> [Data extract]:
▼▼▼
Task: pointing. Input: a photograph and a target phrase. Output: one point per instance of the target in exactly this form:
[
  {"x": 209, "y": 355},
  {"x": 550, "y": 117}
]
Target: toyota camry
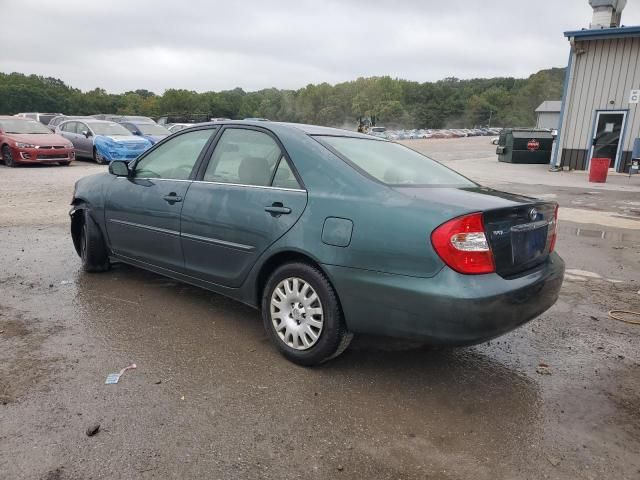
[{"x": 329, "y": 233}]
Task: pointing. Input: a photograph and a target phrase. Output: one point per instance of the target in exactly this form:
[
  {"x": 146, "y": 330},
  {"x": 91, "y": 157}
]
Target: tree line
[{"x": 447, "y": 103}]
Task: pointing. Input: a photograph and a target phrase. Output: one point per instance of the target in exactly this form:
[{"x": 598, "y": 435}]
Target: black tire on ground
[
  {"x": 333, "y": 338},
  {"x": 98, "y": 158},
  {"x": 93, "y": 250},
  {"x": 7, "y": 156}
]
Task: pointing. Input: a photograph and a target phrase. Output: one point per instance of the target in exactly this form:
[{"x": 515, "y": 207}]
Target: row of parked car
[
  {"x": 429, "y": 133},
  {"x": 28, "y": 138}
]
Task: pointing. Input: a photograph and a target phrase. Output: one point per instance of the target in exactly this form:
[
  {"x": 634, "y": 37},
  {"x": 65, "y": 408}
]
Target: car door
[
  {"x": 244, "y": 199},
  {"x": 85, "y": 143},
  {"x": 142, "y": 211},
  {"x": 68, "y": 131}
]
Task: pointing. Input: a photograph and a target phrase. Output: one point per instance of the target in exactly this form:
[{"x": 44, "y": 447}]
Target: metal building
[
  {"x": 599, "y": 112},
  {"x": 548, "y": 114}
]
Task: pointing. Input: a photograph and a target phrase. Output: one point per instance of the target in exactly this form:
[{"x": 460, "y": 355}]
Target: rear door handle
[
  {"x": 172, "y": 198},
  {"x": 277, "y": 209}
]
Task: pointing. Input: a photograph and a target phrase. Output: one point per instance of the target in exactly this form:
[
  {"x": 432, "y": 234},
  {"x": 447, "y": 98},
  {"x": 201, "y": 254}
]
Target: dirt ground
[{"x": 211, "y": 398}]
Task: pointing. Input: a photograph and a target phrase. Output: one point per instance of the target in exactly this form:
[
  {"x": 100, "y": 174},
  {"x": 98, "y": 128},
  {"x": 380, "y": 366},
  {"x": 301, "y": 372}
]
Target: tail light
[
  {"x": 462, "y": 244},
  {"x": 554, "y": 232}
]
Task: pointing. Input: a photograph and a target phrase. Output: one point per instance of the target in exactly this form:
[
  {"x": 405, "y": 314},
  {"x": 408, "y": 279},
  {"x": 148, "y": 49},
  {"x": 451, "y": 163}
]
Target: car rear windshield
[
  {"x": 110, "y": 129},
  {"x": 46, "y": 118},
  {"x": 19, "y": 125},
  {"x": 394, "y": 164},
  {"x": 152, "y": 129}
]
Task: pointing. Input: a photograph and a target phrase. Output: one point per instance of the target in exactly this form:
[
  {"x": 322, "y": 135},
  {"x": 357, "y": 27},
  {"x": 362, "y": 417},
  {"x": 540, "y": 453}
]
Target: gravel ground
[{"x": 210, "y": 397}]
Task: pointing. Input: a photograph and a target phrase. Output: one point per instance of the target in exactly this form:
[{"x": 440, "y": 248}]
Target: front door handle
[
  {"x": 277, "y": 209},
  {"x": 172, "y": 198}
]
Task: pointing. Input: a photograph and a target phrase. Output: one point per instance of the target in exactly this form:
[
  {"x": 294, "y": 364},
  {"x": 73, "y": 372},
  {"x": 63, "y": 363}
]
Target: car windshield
[
  {"x": 19, "y": 125},
  {"x": 110, "y": 129},
  {"x": 138, "y": 119},
  {"x": 45, "y": 119},
  {"x": 394, "y": 164},
  {"x": 152, "y": 129}
]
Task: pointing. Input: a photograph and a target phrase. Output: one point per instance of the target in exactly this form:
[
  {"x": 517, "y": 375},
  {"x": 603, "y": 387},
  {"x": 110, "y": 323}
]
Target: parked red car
[{"x": 24, "y": 141}]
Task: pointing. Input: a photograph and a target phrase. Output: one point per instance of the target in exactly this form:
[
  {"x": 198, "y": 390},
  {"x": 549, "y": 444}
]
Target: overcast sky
[{"x": 215, "y": 45}]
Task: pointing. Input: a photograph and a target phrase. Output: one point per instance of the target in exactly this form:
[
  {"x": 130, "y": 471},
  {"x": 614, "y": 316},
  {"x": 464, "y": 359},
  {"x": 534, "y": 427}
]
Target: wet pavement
[{"x": 557, "y": 398}]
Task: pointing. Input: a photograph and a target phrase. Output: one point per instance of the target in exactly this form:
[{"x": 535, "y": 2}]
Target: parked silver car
[{"x": 101, "y": 140}]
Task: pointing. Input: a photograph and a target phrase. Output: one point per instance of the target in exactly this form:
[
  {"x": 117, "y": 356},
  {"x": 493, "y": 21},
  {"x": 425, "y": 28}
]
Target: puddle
[{"x": 603, "y": 234}]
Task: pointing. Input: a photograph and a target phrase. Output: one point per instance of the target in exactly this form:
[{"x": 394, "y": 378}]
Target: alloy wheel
[{"x": 296, "y": 313}]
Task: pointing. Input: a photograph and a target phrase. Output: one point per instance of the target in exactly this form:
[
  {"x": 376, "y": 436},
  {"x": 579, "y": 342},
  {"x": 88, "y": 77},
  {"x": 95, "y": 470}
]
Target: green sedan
[{"x": 328, "y": 232}]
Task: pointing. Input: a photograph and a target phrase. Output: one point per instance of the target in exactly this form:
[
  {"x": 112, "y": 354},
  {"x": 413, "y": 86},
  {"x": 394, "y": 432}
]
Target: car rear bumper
[
  {"x": 42, "y": 155},
  {"x": 450, "y": 308}
]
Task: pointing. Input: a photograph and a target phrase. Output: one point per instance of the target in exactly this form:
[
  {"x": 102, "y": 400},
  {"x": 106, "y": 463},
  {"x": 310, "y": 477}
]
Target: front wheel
[
  {"x": 7, "y": 156},
  {"x": 92, "y": 248},
  {"x": 302, "y": 315}
]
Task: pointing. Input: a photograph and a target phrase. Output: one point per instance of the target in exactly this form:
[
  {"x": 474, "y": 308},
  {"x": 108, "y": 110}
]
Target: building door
[{"x": 607, "y": 136}]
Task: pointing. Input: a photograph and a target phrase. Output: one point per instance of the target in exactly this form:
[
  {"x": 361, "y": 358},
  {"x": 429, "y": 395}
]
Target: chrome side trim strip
[
  {"x": 221, "y": 243},
  {"x": 220, "y": 183},
  {"x": 197, "y": 238},
  {"x": 252, "y": 186},
  {"x": 145, "y": 227}
]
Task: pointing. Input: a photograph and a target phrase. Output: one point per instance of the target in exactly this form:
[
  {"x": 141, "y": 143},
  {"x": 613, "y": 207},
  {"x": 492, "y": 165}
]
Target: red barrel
[{"x": 598, "y": 170}]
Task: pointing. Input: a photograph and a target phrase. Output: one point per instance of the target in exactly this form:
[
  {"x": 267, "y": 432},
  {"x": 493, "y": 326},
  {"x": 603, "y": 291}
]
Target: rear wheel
[
  {"x": 7, "y": 156},
  {"x": 98, "y": 158},
  {"x": 92, "y": 248},
  {"x": 302, "y": 315}
]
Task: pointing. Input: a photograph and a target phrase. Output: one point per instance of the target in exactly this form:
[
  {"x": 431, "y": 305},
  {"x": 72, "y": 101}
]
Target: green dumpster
[{"x": 519, "y": 145}]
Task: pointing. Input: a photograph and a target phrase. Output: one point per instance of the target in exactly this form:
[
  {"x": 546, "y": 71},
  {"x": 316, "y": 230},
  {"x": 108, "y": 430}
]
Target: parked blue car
[
  {"x": 101, "y": 140},
  {"x": 149, "y": 130},
  {"x": 327, "y": 232}
]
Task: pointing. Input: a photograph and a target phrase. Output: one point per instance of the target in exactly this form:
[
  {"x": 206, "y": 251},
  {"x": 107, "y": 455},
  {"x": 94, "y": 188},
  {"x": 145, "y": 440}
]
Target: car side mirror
[{"x": 119, "y": 169}]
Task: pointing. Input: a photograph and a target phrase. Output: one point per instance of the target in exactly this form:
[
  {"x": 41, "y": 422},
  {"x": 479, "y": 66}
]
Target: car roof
[
  {"x": 138, "y": 122},
  {"x": 13, "y": 117},
  {"x": 305, "y": 128}
]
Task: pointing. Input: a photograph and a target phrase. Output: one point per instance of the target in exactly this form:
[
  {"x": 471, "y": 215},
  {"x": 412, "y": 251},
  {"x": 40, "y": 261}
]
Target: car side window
[
  {"x": 284, "y": 177},
  {"x": 244, "y": 157},
  {"x": 175, "y": 158}
]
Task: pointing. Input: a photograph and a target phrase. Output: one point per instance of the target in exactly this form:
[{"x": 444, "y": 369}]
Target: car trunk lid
[
  {"x": 521, "y": 236},
  {"x": 519, "y": 229}
]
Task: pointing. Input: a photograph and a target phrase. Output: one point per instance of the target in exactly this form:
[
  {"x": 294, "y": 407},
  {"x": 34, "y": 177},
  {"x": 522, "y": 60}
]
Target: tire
[
  {"x": 93, "y": 250},
  {"x": 7, "y": 156},
  {"x": 98, "y": 158},
  {"x": 304, "y": 338}
]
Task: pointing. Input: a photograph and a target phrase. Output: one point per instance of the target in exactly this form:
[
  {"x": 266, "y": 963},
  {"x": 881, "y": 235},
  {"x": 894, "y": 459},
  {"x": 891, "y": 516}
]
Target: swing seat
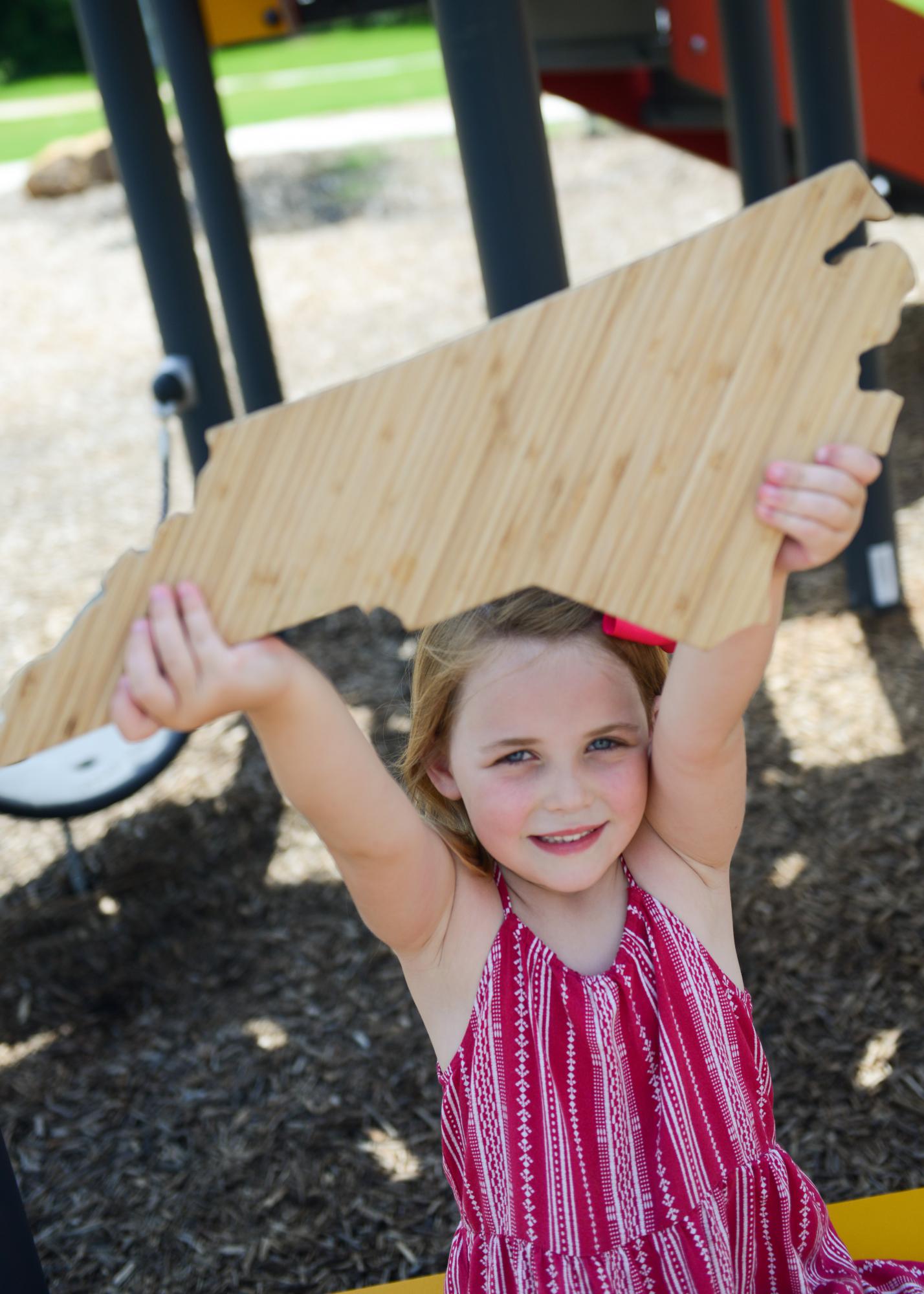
[{"x": 890, "y": 1226}]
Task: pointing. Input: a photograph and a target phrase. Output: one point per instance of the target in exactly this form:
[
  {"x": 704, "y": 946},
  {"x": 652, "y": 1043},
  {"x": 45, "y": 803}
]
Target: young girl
[{"x": 556, "y": 886}]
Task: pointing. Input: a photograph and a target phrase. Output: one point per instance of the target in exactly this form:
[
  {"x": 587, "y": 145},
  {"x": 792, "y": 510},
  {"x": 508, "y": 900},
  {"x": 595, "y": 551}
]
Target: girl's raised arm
[
  {"x": 399, "y": 872},
  {"x": 181, "y": 675}
]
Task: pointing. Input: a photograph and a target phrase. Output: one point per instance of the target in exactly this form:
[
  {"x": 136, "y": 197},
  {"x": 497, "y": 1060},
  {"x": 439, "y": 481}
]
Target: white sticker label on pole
[{"x": 881, "y": 560}]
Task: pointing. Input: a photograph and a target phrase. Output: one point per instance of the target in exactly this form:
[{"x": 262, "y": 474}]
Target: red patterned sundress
[{"x": 614, "y": 1134}]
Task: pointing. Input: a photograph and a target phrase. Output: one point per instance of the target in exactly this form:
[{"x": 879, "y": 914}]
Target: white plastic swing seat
[{"x": 890, "y": 1226}]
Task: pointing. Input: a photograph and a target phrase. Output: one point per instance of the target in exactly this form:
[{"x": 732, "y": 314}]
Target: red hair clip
[{"x": 618, "y": 628}]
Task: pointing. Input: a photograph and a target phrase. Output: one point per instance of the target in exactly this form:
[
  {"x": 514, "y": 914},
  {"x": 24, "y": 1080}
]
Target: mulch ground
[{"x": 213, "y": 1077}]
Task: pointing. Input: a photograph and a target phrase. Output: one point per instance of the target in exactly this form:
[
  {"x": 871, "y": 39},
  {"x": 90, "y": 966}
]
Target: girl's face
[{"x": 549, "y": 738}]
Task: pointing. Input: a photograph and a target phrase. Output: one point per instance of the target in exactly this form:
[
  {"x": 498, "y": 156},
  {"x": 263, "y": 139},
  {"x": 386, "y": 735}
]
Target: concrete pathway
[{"x": 316, "y": 134}]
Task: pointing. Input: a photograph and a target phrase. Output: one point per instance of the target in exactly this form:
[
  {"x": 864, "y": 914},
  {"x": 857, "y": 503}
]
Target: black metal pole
[
  {"x": 495, "y": 91},
  {"x": 20, "y": 1266},
  {"x": 187, "y": 55},
  {"x": 828, "y": 108},
  {"x": 753, "y": 105},
  {"x": 118, "y": 50}
]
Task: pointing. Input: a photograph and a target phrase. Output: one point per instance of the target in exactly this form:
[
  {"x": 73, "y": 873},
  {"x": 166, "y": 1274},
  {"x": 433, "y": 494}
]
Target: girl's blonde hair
[{"x": 450, "y": 650}]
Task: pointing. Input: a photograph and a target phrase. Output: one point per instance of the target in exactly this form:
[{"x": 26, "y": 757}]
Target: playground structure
[{"x": 499, "y": 257}]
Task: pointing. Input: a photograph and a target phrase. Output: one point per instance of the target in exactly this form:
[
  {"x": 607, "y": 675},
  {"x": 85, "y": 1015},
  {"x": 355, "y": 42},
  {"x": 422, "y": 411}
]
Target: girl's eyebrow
[{"x": 534, "y": 741}]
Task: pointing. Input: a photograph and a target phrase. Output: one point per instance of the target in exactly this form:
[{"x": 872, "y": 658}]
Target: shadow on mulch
[{"x": 236, "y": 1093}]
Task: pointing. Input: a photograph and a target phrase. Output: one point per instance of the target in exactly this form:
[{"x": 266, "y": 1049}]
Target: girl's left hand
[{"x": 819, "y": 507}]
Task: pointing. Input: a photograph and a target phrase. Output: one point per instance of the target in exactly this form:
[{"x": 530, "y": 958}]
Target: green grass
[
  {"x": 37, "y": 87},
  {"x": 24, "y": 139}
]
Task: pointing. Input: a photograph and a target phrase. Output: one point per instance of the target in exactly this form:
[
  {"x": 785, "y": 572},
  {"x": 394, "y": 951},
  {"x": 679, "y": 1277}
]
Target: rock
[{"x": 72, "y": 165}]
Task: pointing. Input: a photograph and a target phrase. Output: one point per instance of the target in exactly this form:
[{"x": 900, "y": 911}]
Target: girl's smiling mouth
[{"x": 570, "y": 847}]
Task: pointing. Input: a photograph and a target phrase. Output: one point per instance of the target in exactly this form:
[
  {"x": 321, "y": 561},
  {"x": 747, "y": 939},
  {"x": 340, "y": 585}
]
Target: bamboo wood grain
[{"x": 605, "y": 443}]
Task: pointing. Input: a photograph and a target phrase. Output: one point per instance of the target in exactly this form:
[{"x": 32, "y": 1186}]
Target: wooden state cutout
[{"x": 605, "y": 443}]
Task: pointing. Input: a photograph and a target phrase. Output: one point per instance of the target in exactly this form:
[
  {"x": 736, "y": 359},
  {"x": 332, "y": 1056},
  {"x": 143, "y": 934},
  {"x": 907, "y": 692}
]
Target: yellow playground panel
[
  {"x": 235, "y": 23},
  {"x": 878, "y": 1227}
]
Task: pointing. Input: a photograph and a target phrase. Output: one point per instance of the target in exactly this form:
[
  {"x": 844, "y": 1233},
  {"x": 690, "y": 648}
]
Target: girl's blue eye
[{"x": 509, "y": 759}]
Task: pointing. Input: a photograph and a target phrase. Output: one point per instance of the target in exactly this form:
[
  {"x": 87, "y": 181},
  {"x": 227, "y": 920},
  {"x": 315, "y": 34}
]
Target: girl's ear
[
  {"x": 441, "y": 774},
  {"x": 655, "y": 708}
]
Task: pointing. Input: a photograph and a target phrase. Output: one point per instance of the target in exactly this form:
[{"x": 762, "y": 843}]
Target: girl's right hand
[{"x": 181, "y": 674}]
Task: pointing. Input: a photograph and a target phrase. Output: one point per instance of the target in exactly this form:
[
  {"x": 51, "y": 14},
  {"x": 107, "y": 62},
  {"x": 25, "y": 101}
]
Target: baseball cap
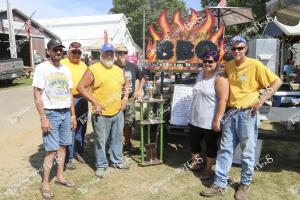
[
  {"x": 75, "y": 46},
  {"x": 107, "y": 47},
  {"x": 239, "y": 38},
  {"x": 54, "y": 43},
  {"x": 121, "y": 47}
]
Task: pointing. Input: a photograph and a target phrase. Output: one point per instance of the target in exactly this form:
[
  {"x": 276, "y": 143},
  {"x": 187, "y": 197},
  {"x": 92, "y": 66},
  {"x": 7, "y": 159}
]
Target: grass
[
  {"x": 17, "y": 83},
  {"x": 273, "y": 181}
]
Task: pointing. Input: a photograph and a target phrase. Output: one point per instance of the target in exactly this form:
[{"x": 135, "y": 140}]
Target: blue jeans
[
  {"x": 241, "y": 127},
  {"x": 61, "y": 133},
  {"x": 81, "y": 111},
  {"x": 108, "y": 130}
]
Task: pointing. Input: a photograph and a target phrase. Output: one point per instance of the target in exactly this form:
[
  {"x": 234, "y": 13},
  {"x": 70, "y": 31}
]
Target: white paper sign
[{"x": 182, "y": 97}]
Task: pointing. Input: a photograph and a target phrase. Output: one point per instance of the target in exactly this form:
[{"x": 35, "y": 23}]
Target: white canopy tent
[
  {"x": 89, "y": 31},
  {"x": 287, "y": 11}
]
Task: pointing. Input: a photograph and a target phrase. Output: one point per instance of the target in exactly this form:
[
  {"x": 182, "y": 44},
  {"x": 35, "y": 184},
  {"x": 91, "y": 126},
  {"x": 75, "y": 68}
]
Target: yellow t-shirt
[
  {"x": 246, "y": 80},
  {"x": 107, "y": 88},
  {"x": 77, "y": 71}
]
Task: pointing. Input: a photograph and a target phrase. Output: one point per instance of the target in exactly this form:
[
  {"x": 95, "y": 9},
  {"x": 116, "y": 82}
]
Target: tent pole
[{"x": 143, "y": 59}]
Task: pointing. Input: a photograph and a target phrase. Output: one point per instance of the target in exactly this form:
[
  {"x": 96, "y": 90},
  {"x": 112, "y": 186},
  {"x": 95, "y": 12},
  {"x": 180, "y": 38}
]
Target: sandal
[
  {"x": 194, "y": 166},
  {"x": 65, "y": 183},
  {"x": 44, "y": 193}
]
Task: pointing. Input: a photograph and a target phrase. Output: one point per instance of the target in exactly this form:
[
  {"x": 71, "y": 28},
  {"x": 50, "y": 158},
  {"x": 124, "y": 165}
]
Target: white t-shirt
[{"x": 56, "y": 83}]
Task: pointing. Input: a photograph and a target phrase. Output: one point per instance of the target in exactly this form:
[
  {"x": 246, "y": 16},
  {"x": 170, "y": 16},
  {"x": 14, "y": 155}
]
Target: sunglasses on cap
[
  {"x": 76, "y": 51},
  {"x": 237, "y": 48},
  {"x": 208, "y": 61},
  {"x": 121, "y": 52}
]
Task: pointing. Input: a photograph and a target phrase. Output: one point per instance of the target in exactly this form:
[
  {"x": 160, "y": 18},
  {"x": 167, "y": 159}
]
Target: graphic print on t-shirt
[
  {"x": 128, "y": 76},
  {"x": 58, "y": 84}
]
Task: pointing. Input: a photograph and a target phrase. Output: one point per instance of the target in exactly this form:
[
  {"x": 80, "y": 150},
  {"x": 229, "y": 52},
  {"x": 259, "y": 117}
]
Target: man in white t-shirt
[{"x": 52, "y": 84}]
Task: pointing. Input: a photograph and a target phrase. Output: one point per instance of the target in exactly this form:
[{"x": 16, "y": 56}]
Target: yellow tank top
[{"x": 107, "y": 87}]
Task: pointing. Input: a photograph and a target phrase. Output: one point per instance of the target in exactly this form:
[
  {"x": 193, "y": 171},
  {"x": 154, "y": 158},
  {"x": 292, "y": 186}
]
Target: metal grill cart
[{"x": 151, "y": 148}]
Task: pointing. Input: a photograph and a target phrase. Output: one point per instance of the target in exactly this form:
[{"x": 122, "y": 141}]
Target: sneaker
[
  {"x": 100, "y": 172},
  {"x": 122, "y": 165},
  {"x": 241, "y": 193},
  {"x": 71, "y": 165},
  {"x": 79, "y": 158},
  {"x": 213, "y": 191}
]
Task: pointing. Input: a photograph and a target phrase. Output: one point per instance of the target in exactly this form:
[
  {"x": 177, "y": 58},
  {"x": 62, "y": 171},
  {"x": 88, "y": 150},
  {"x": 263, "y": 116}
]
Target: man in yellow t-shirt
[
  {"x": 106, "y": 82},
  {"x": 240, "y": 123},
  {"x": 77, "y": 69}
]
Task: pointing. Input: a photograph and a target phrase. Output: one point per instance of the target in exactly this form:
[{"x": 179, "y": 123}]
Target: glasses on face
[
  {"x": 208, "y": 61},
  {"x": 121, "y": 53},
  {"x": 76, "y": 52},
  {"x": 237, "y": 48},
  {"x": 56, "y": 49}
]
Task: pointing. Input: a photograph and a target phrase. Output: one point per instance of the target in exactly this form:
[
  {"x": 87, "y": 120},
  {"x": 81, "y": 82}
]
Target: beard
[
  {"x": 107, "y": 62},
  {"x": 56, "y": 58}
]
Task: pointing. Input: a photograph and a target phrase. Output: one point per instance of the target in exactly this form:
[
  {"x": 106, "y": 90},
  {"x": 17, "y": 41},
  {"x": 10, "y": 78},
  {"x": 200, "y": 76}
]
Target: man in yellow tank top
▲▲▲
> [Problem to work on]:
Please gather every line of the listing above that contains the string "metal", and copy each one out. Case counts: a line matches only if it has the string in that same capitalization.

> [Written answer]:
Target: metal building
Target: black metal pole
Target: metal grill cart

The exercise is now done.